A run of items:
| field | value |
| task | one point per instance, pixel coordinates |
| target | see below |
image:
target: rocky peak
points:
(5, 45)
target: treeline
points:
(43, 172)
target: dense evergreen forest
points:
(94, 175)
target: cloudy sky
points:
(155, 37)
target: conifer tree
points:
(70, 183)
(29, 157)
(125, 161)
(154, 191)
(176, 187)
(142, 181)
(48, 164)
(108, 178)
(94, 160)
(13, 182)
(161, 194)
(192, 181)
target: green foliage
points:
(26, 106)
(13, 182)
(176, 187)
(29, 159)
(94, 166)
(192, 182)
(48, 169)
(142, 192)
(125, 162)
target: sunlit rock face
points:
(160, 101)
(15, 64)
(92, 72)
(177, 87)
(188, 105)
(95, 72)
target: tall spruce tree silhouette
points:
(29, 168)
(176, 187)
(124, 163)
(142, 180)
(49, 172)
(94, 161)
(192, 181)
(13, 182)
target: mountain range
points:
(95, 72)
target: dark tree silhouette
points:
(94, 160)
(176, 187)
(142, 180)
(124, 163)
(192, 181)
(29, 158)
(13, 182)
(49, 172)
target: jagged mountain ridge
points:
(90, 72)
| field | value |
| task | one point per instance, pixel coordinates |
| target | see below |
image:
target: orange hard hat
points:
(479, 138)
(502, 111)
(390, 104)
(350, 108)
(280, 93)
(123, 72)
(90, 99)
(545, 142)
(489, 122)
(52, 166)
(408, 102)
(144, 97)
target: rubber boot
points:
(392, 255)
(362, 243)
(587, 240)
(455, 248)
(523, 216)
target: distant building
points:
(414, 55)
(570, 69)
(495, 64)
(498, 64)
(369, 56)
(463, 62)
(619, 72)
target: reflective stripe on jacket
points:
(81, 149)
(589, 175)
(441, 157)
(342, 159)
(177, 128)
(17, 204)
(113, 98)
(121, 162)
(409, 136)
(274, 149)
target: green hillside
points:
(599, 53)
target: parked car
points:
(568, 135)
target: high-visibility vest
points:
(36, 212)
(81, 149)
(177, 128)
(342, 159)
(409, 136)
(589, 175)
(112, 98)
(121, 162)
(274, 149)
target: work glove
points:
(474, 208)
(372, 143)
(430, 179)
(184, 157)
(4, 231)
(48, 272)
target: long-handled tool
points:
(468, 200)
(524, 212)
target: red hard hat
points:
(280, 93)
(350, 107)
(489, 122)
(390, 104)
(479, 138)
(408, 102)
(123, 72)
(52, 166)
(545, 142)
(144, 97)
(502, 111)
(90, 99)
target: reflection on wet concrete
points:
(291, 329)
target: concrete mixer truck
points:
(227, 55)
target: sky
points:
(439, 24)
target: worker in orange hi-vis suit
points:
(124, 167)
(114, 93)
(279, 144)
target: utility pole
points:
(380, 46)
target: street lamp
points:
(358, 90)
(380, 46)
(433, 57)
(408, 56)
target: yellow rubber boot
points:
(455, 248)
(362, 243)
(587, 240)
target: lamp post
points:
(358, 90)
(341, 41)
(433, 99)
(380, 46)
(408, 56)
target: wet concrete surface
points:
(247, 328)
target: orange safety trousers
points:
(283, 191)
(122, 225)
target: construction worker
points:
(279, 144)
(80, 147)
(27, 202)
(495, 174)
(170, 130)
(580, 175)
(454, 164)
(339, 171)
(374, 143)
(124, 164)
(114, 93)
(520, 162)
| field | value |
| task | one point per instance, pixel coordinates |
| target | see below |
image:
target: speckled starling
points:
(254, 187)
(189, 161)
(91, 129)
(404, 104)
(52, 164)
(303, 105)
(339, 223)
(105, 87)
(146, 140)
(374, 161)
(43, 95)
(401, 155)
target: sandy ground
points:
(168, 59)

PROBLEM TO SOLVE:
Rewrite every line of the items above as a numbered list, leaving out any blank lines.

OUTPUT OF THE TASK:
1. | field | value |
2. | task | one point per instance, pixel coordinates |
3. | target | see below |
4. image:
5. target: rocky peak
6. points:
7. (5, 45)
8. target: treeline
9. points:
10. (43, 172)
11. target: dense evergreen forest
12. points:
13. (94, 175)
14. target: cloudy sky
15. points:
16. (155, 37)
17. target: conifer tree
18. points:
19. (70, 183)
20. (29, 157)
21. (125, 161)
22. (154, 191)
23. (176, 187)
24. (142, 181)
25. (48, 164)
26. (108, 178)
27. (94, 160)
28. (13, 182)
29. (161, 194)
30. (192, 181)
31. target: green foliage
32. points:
33. (26, 106)
34. (13, 182)
35. (176, 187)
36. (29, 159)
37. (94, 166)
38. (192, 182)
39. (48, 169)
40. (142, 192)
41. (125, 162)
42. target: sunlit rock face
43. points:
44. (160, 101)
45. (15, 64)
46. (92, 72)
47. (177, 87)
48. (188, 105)
49. (95, 72)
50. target: tall spruce tree silhouette
51. points:
52. (29, 168)
53. (176, 187)
54. (124, 163)
55. (142, 180)
56. (49, 172)
57. (94, 161)
58. (192, 181)
59. (13, 182)
60. target: mountain range
61. points:
62. (95, 72)
63. target: dark tree silhouette
64. points:
65. (94, 160)
66. (176, 187)
67. (142, 180)
68. (124, 163)
69. (192, 181)
70. (29, 158)
71. (13, 182)
72. (49, 172)
73. target: jagged mountain ridge
74. points:
75. (90, 72)
76. | field | value |
77. | task | one point per instance, pixel coordinates |
78. | target | see below |
79. image:
80. target: orange hard hat
81. points:
82. (479, 138)
83. (502, 111)
84. (390, 104)
85. (350, 108)
86. (280, 93)
87. (123, 72)
88. (90, 99)
89. (545, 142)
90. (489, 122)
91. (52, 166)
92. (408, 102)
93. (144, 97)
94. target: rubber boot
95. points:
96. (392, 255)
97. (362, 243)
98. (587, 240)
99. (455, 248)
100. (523, 216)
101. target: distant building
102. points:
103. (414, 55)
104. (570, 69)
105. (495, 64)
106. (498, 64)
107. (369, 56)
108. (463, 62)
109. (619, 72)
110. target: reflective stripe on jacket
111. points:
112. (81, 149)
113. (589, 175)
114. (441, 157)
115. (342, 159)
116. (177, 128)
117. (17, 204)
118. (113, 98)
119. (121, 162)
120. (409, 136)
121. (274, 149)
122. target: green hillside
123. points:
124. (599, 53)
125. target: parked car
126. points:
127. (568, 135)
128. target: high-visibility vest
129. points:
130. (36, 212)
131. (81, 149)
132. (177, 128)
133. (342, 159)
134. (409, 136)
135. (589, 175)
136. (112, 98)
137. (121, 162)
138. (274, 149)
139. target: work glove
140. points:
141. (474, 208)
142. (372, 143)
143. (430, 179)
144. (184, 157)
145. (4, 231)
146. (48, 272)
147. target: long-handled tool
148. points:
149. (468, 200)
150. (524, 212)
151. target: red hard hat
152. points:
153. (280, 93)
154. (350, 107)
155. (489, 122)
156. (390, 104)
157. (479, 138)
158. (408, 102)
159. (123, 72)
160. (52, 166)
161. (545, 142)
162. (144, 97)
163. (502, 111)
164. (90, 99)
165. target: reflection on wet concrete
166. points:
167. (291, 329)
168. target: concrete mixer truck
169. points:
170. (227, 55)
171. target: sky
172. points:
173. (439, 24)
174. target: worker in orange hi-vis suit
175. points:
176. (124, 167)
177. (114, 93)
178. (279, 144)
179. target: utility pole
180. points:
181. (380, 46)
182. target: street lamp
183. points:
184. (358, 90)
185. (380, 46)
186. (433, 57)
187. (408, 56)
188. target: yellow rubber boot
189. points:
190. (455, 248)
191. (362, 243)
192. (587, 240)
193. target: lamp post
194. points:
195. (358, 90)
196. (341, 41)
197. (433, 99)
198. (380, 46)
199. (408, 56)
200. target: wet concrete surface
201. points:
202. (247, 328)
203. target: orange safety trousers
204. points:
205. (283, 191)
206. (122, 225)
207. target: construction worker
208. points:
209. (279, 144)
210. (80, 147)
211. (27, 202)
212. (495, 174)
213. (170, 130)
214. (580, 175)
215. (454, 164)
216. (339, 171)
217. (374, 143)
218. (124, 164)
219. (114, 93)
220. (520, 162)
221. | field | value |
222. | task | one point per instance, pixel coordinates |
223. | target | see below |
224. image:
225. target: speckled starling
226. points:
227. (254, 187)
228. (189, 161)
229. (91, 129)
230. (404, 104)
231. (52, 164)
232. (303, 105)
233. (339, 223)
234. (105, 87)
235. (146, 140)
236. (374, 161)
237. (43, 95)
238. (401, 155)
239. target: sandy ground
240. points:
241. (168, 59)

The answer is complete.